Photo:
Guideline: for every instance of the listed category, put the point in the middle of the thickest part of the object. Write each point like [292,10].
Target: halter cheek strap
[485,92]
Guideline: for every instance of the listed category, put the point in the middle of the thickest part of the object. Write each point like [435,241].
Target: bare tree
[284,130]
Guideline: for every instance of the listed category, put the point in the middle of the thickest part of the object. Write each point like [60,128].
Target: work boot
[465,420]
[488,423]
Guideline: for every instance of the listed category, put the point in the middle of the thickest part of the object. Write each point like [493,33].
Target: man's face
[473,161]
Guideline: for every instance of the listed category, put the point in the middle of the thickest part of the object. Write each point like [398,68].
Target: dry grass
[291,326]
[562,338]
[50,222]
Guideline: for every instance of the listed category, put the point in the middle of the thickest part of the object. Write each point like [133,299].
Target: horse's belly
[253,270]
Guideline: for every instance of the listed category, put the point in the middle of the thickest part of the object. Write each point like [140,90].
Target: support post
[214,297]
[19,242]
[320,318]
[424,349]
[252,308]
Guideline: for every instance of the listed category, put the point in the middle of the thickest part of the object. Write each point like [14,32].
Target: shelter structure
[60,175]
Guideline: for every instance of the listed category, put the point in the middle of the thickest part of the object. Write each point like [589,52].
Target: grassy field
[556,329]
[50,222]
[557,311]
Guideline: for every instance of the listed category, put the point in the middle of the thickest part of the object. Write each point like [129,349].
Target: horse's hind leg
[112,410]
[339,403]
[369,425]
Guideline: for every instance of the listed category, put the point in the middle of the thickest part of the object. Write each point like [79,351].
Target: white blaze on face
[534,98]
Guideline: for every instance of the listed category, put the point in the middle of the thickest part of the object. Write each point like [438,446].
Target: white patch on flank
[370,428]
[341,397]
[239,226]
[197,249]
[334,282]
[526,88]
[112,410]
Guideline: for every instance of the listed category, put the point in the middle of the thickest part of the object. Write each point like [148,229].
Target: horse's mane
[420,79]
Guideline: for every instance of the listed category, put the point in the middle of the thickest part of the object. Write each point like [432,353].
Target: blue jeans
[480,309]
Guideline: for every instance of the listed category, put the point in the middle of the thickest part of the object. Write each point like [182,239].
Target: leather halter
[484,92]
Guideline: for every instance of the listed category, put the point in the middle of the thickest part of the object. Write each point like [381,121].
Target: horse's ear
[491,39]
____
Task to complete: Return every record above exactly as it appears.

Task result:
Photo:
Guideline: for every instance of the listed category, put the point in the middle of the thickest part of the object. Write each point like [292,10].
Target: halter cheek strap
[485,92]
Guideline: for every instance of the listed category, put the point in the middle of the thickest part of the object. Write each point like [435,241].
Target: bare tree
[284,130]
Guideline: for every instance of the listed category, put the point in the middle of the thickest part of the object. Write each point like [60,128].
Target: work boot
[465,420]
[488,423]
Guideline: for every instance of the listed category, put the point in the middle of the thickest part of the object. Write each point like [493,33].
Target: man's face
[473,161]
Guideline: for every instance of the listed category, put the point in the middle of the thickest part of the object. Write each point like [398,68].
Target: dry grass
[291,326]
[562,338]
[50,222]
Guideline: for every instance of the listed category, put the point in the middle of the thickest part of the object. Write each point like [133,299].
Target: horse's belly
[253,270]
Guideline: for every instance of the listed category, put the point in the middle of the thickest part of the object. Write each point like [140,90].
Target: support post
[214,297]
[19,242]
[320,318]
[424,349]
[252,308]
Guideline: for every instance of the listed category, put the point in the middle of the thickest part of the object. Write each point like [14,32].
Target: shelter structure
[60,175]
Guideline: for every instance of the listed category, put the point in the middle of the thickest part of the object. Write each point like [589,52].
Target: grassy field
[556,329]
[50,222]
[557,311]
Guideline: for every instance of the listed category, put the point in the middle of the thickest part of the object. Write each point like [129,349].
Target: horse's hind leg
[112,410]
[339,403]
[369,425]
Guideline: for every instance of the listed category, put the point in the middle of the thickest part of the object. Write each point like [79,351].
Target: white blaze on face
[534,98]
Guideline: for every instance of the listed category, put the point in the middle of the thickest part of the object. Write each point like [438,446].
Target: white patch on flank
[370,428]
[341,397]
[239,226]
[197,249]
[334,282]
[526,88]
[112,410]
Guideline: for every instance of the listed category, put the point in the middle of the thickest part of the object. Write each point like [148,229].
Target: horse's mane
[420,79]
Guideline: for every instance of the listed category, put the point in the middle of the thickest part of the object. Write each point like [432,353].
Target: blue jeans
[480,309]
Guideline: for every instance of the listed category, put the point in the middle of the thickest part of the object. Write each point like [182,239].
Target: leather halter
[484,92]
Guideline: for every instance of the listed category, put the point in the middle of the thickest part of the object. Write each point like [381,121].
Target: horse's ear
[491,39]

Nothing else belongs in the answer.